§ WORK REQUIRED:
Please extract the passage of the forum thread about killing off a main character between "## JacobMGibney (Aug" and "they execute her.", inclusive, copying it word for word.

# Killing Off My Main Character.



## JacobMGibney (Aug 17, 2012)

I plan to write a series of three books (I know, ground-breaking right?) set in a world called Varsune. My main character is Khyra Sylevar but obviously the story switches between the points of view of a few other important characters. In the second 'book' Khyra is tricked and betrayed by a prisoner the Gods been holding captive for millennia, he is a God himself. He lies to her about the religion she follows and convinces her that her Gods are false, so she finds a way to release him (at this point in the story the Gods of Varsune are missing). Upon his release the trickster god vanishes and the real gods return, understandably furious. This is where Khyra has to die, the Gods no longer trust her, she has betrayed them so they execute her.

Do you think the reader will react well to the main character being killed off before the final book? I also plan to have Khyra's death scene as a way to introduce one of the Gods as a point of view character, so from then on the reader will be following them as well as the other main characters. What do you think? Good, bad? Feedback appreciated!

§ DATA LINES:
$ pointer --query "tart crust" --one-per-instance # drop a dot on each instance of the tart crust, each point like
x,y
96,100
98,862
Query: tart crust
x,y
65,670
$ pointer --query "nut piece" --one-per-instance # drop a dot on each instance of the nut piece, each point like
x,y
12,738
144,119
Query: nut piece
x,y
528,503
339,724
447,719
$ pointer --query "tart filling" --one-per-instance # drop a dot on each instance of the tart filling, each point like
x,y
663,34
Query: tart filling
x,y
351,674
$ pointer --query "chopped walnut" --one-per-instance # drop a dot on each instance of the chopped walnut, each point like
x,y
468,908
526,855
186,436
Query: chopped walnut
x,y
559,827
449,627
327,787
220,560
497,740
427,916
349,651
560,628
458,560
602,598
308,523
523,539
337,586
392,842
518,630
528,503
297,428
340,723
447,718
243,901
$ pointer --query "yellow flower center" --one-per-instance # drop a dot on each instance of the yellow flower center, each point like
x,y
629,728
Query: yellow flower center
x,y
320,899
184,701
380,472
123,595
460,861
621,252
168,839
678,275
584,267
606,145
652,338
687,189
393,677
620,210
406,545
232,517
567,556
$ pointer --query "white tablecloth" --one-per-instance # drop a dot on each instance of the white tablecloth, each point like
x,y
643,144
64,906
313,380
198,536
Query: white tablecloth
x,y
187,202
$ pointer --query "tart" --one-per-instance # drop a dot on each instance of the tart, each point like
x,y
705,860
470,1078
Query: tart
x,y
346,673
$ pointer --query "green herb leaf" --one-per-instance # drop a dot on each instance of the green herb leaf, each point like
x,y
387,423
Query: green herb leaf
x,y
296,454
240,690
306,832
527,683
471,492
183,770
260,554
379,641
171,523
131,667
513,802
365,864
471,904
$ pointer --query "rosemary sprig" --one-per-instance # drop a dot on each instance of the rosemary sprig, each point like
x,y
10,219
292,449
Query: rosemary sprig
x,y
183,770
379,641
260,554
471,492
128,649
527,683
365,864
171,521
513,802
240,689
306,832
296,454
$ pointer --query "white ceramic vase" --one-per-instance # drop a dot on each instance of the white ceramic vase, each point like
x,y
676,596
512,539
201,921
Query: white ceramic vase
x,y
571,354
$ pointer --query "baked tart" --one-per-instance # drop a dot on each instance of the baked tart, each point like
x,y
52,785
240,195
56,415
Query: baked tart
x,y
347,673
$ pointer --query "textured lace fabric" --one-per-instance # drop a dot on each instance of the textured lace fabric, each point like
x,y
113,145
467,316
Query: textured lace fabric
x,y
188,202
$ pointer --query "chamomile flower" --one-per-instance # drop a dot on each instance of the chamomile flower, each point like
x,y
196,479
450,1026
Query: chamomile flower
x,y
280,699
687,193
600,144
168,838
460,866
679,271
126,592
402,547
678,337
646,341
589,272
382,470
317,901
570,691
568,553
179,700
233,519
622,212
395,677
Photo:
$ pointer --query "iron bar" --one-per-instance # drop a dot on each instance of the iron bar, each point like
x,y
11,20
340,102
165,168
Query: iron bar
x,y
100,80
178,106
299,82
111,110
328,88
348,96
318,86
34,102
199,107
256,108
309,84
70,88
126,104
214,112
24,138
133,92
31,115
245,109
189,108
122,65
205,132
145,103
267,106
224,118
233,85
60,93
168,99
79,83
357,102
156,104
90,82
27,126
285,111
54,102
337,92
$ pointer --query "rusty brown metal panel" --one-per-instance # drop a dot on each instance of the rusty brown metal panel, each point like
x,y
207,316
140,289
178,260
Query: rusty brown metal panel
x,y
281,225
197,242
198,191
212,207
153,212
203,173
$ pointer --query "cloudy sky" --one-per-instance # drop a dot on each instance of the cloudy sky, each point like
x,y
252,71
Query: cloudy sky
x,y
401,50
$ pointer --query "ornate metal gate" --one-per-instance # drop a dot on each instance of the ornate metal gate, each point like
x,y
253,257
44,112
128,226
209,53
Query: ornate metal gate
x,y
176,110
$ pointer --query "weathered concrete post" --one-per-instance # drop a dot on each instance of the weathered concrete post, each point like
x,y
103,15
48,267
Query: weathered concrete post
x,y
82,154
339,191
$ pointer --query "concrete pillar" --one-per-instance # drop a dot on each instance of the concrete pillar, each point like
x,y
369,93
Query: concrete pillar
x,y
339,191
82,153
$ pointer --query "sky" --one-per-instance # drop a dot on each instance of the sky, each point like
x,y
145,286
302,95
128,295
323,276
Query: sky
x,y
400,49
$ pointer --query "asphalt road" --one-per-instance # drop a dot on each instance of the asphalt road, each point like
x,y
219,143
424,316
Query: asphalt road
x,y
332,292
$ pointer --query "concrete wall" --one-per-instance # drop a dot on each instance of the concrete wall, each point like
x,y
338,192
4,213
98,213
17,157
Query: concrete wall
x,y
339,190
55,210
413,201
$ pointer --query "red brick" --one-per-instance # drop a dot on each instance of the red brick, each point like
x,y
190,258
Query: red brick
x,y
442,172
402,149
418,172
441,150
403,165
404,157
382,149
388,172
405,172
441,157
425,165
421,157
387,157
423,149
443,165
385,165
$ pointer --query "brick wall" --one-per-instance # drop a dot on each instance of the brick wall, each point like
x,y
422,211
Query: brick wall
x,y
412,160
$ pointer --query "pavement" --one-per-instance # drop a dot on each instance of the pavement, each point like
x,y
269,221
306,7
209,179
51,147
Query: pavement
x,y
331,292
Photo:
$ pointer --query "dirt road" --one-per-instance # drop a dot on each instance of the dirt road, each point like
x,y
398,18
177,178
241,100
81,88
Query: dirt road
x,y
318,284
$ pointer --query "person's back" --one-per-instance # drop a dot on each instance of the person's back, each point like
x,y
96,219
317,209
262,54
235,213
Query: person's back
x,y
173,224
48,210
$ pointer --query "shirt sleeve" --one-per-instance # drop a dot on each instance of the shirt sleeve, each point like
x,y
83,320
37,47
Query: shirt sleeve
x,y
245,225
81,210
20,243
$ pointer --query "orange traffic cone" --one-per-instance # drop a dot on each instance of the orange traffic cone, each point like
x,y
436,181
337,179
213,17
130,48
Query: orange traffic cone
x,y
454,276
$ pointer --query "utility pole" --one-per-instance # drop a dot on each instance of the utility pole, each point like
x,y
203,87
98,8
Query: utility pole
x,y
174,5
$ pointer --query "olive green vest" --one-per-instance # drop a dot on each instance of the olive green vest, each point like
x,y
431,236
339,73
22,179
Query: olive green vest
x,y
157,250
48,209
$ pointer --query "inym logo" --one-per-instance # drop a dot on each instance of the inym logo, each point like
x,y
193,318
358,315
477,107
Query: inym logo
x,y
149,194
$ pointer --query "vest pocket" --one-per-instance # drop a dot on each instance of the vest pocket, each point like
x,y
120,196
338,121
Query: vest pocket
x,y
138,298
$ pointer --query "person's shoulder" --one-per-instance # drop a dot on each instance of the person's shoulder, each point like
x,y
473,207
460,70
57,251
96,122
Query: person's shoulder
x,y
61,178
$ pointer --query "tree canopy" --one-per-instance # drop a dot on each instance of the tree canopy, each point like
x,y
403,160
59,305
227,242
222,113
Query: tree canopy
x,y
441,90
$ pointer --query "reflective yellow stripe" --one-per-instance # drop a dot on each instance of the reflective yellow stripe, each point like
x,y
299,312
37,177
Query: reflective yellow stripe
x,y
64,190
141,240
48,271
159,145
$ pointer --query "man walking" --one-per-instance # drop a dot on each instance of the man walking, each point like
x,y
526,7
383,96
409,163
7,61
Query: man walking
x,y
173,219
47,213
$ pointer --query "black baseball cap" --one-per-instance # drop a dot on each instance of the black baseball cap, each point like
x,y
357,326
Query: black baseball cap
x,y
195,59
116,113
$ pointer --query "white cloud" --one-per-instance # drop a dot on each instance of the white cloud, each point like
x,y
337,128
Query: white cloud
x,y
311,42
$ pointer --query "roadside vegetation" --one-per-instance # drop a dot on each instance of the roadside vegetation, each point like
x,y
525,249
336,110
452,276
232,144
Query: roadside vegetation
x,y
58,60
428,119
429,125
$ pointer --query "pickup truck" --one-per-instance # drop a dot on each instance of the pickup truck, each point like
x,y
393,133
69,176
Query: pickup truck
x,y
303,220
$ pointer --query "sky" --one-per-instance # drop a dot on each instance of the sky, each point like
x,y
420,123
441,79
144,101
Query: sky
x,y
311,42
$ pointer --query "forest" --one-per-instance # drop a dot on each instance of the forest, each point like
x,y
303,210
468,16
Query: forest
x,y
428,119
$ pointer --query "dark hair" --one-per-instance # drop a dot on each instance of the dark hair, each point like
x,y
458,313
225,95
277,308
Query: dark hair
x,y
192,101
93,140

§ SOLUTION:
## JacobMGibney (Aug 17, 2012)

I plan to write a series of three books (I know, ground-breaking right?) set in a world called Varsune. My main character is Khyra Sylevar but obviously the story switches between the points of view of a few other important characters. In the second 'book' Khyra is tricked and betrayed by a prisoner the Gods been holding captive for millennia, he is a God himself. He lies to her about the religion she follows and convinces her that her Gods are false, so she finds a way to release him (at this point in the story the Gods of Varsune are missing). Upon his release the trickster god vanishes and the real gods return, understandably furious. This is where Khyra has to die, the Gods no longer trust her, she has betrayed them so they execute her.